THE PROBLEM
Reproduce the email exchange word for word from "On Thu, Jan" to "all of them?".

On Thu, Jan 15, 2009 at 10:18 PM, Jonathan Cast
<jonathancc...@fastmail.fm> wrote:
> On Thu, 2009-01-15 at 17:06 -0500, Steve Schafer wrote:
>> On Thu, 15 Jan 2009 13:21:57 -0800, you wrote:
>>
>> >Where, in the history of western civilization, has there ever been an
>> >engineering discipline whose adherents were permitted to remain ignorant
>> >of the basic mathematical terminology and methodology that their
>> >enterprise is founded on?
>>
>> Umm, all of them?
>
> Really.  So the engineer who designed the apartment building I'm in at
> the moment didn't know any physics, thought `tensor' was a scary math
> term irrelevant to practical, real-world engineering, and will only read
> books on engineering that replace the other scary technical term
> `vector' with point-direction-value-thingy?  I think I'm going to sleep
<snip>
It feels like this conversation is going in circles.  What I'm taking
away from the two very different arguments being made is that

1) math terms have their place when they describe the concept very
precisely, e.g. monoid
2) the Haskell docs _don't_ do good enough a job at giving intuition
for what math terms mean

If we fix #2, then #1 is no longer a problem, yes?

DATASET ROWS

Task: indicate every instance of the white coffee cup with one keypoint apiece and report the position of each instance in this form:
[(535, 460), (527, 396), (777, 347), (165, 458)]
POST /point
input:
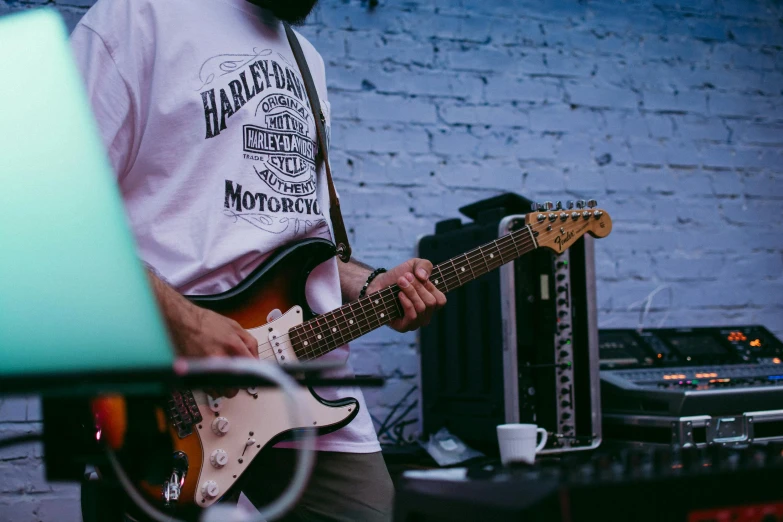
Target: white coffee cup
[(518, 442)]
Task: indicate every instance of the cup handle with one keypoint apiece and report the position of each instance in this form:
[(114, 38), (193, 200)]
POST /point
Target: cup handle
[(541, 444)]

TASK RESULT
On Thu, Jan 15, 2009 at 10:18 PM, Jonathan Cast
<jonathancc...@fastmail.fm> wrote:
> On Thu, 2009-01-15 at 17:06 -0500, Steve Schafer wrote:
>> On Thu, 15 Jan 2009 13:21:57 -0800, you wrote:
>>
>> >Where, in the history of western civilization, has there ever been an
>> >engineering discipline whose adherents were permitted to remain ignorant
>> >of the basic mathematical terminology and methodology that their
>> >enterprise is founded on?
>>
>> Umm, all of them?